### Data in this exercise
○ ○ ○

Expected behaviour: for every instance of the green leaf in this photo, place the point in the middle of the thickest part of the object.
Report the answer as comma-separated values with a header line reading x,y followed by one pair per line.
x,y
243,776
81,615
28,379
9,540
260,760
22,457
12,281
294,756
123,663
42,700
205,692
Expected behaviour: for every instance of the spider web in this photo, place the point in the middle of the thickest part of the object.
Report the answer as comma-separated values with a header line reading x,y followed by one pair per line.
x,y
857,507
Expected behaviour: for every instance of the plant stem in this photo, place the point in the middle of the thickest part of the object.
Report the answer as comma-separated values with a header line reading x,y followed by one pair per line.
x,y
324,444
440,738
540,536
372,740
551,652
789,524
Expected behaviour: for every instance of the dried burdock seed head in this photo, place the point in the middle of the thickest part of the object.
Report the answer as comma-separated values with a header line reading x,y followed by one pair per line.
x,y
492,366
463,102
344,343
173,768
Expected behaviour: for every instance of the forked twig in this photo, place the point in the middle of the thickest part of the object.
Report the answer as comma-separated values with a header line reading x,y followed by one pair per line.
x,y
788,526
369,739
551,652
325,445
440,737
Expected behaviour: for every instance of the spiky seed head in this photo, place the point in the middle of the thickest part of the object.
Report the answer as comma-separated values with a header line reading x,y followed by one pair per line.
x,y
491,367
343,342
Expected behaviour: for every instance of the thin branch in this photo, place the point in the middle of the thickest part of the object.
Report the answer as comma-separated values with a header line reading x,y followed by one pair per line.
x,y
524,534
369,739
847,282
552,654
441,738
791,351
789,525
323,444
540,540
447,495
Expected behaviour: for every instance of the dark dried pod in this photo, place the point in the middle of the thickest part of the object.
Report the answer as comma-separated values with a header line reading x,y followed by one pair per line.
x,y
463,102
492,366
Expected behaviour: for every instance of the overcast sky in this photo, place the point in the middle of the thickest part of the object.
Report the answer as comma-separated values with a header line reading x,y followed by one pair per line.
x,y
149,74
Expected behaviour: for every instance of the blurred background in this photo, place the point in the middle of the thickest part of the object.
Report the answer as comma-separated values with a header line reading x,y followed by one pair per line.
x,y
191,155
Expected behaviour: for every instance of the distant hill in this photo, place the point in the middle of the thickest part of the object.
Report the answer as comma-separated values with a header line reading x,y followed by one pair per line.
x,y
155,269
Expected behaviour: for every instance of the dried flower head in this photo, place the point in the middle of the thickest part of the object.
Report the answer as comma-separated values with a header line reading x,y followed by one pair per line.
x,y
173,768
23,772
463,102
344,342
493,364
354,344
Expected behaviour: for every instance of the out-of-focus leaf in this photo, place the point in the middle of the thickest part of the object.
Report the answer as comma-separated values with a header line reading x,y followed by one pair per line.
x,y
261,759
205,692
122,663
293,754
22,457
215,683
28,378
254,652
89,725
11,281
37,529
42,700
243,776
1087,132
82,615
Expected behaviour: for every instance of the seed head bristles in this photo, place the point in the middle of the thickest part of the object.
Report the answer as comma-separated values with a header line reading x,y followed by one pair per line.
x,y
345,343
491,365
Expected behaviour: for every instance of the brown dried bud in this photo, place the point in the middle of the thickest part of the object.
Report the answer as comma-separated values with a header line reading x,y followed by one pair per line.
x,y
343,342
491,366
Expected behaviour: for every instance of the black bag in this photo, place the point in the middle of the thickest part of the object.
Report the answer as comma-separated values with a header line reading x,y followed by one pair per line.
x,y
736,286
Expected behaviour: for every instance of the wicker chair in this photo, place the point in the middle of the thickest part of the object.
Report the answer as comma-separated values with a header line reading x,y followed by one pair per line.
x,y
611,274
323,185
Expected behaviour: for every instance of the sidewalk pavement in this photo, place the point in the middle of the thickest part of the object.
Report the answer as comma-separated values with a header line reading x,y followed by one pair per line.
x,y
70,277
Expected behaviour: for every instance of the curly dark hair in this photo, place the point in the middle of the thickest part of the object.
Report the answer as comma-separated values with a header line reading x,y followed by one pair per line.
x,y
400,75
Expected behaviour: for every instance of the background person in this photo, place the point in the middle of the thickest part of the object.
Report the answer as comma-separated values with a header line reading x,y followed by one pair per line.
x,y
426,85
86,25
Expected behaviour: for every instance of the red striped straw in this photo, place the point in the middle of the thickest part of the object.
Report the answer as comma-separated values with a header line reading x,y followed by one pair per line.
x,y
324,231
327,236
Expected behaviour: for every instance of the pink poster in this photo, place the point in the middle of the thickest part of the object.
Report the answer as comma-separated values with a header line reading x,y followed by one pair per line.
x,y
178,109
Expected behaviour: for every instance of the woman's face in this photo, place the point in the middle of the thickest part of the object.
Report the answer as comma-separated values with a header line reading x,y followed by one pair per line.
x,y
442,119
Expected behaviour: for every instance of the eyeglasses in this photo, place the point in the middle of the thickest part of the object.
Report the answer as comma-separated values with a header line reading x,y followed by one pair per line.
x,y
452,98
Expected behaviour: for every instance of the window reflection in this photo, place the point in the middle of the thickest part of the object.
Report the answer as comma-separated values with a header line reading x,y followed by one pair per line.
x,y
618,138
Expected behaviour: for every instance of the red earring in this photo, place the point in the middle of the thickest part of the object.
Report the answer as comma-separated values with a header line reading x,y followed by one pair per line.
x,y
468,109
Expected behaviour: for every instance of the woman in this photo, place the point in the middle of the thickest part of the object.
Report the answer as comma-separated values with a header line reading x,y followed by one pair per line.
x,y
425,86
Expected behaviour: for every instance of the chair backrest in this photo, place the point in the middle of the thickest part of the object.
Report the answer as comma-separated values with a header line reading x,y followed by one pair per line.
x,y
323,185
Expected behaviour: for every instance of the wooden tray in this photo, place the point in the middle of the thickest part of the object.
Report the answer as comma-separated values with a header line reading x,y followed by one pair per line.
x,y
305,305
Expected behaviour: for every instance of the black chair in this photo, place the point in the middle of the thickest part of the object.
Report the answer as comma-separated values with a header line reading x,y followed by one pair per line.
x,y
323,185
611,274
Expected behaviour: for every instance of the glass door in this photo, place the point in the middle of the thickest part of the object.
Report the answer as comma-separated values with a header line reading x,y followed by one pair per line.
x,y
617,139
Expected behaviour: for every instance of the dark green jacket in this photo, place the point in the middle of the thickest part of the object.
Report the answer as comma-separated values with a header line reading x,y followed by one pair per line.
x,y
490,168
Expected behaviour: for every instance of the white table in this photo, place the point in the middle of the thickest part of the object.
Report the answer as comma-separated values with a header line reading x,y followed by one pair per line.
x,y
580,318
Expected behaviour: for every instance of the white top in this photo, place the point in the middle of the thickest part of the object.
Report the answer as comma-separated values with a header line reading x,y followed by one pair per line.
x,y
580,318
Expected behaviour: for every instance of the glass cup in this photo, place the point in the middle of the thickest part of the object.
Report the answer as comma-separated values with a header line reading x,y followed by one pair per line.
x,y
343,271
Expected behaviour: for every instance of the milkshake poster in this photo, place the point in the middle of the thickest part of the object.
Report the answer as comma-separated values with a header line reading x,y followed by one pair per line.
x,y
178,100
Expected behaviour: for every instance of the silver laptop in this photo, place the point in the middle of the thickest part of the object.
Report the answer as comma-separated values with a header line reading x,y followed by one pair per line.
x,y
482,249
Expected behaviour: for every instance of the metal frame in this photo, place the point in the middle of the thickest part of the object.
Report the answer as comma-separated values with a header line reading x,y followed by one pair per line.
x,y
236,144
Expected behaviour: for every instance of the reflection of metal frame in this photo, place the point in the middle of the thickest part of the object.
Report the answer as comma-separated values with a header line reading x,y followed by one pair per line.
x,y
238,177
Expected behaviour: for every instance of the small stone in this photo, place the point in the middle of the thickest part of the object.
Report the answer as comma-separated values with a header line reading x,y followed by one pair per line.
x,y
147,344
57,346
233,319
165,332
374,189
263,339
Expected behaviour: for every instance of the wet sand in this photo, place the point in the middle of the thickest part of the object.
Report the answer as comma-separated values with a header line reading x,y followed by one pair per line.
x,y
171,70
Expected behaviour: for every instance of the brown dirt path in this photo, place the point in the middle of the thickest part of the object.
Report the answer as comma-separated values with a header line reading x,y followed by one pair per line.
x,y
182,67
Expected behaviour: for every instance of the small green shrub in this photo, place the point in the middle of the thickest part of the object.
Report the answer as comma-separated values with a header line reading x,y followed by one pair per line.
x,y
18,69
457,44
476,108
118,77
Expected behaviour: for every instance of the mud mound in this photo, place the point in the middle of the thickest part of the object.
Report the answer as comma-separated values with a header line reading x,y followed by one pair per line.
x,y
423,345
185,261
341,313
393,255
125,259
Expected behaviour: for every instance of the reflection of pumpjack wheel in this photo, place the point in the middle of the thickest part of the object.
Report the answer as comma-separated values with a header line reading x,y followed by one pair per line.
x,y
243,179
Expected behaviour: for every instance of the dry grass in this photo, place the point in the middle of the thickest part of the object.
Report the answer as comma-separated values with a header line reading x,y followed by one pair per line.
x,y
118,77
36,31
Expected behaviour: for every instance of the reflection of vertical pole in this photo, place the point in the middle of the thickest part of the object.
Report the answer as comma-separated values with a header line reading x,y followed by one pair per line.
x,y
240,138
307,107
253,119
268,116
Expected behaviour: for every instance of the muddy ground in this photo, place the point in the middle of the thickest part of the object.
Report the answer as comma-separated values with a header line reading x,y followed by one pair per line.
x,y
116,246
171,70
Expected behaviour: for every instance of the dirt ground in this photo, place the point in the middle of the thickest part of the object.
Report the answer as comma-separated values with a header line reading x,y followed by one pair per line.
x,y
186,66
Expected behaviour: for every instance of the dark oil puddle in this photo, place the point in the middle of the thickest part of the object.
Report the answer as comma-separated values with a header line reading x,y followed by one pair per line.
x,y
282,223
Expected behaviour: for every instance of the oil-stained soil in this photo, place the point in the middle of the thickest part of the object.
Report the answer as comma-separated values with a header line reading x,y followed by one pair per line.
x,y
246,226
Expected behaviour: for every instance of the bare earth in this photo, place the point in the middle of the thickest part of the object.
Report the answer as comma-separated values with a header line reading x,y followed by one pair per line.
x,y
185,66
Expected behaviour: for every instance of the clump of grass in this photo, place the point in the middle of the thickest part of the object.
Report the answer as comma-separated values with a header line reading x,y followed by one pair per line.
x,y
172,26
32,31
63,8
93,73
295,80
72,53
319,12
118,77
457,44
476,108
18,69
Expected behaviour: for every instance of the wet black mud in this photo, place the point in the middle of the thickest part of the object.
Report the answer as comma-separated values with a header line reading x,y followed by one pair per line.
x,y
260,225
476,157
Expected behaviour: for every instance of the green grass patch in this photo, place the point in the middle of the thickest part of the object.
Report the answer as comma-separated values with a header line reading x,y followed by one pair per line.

○ ○ ○

### Problem to work on
Repeat the line containing "Expected behaviour: for every instance of the bare" and all subsequent lines through the final line of the data, exactly and with no others.

### Expected output
Expected behaviour: for every instance of the bare earth in this photo, place the point in the middle of the thickest part of the object.
Report the answer as comma-separated values with a header line reading x,y followed by one pair per line.
x,y
185,66
Expected behaviour: for every instance of the clump of grass in this photo, place the point in the middle of the thickest part of the object.
Report the answer as comma-separated values with a header line reading x,y followed by one pair per line.
x,y
172,26
32,31
63,8
93,73
295,80
72,53
319,12
118,77
457,44
476,108
18,69
Expected behaviour: for every instance of the wet black mud in this photo, place the point in the middle of the thickest part of the object.
Report the answer as comma-separated values with a header line reading x,y followed by one pair per line.
x,y
260,225
476,157
Expected behaviour: for every instance of the green grass patch in this photo, place the point in the middle of the thickest part of the object.
Report the answer as comma-separated values with a header line reading x,y followed by one pair per line.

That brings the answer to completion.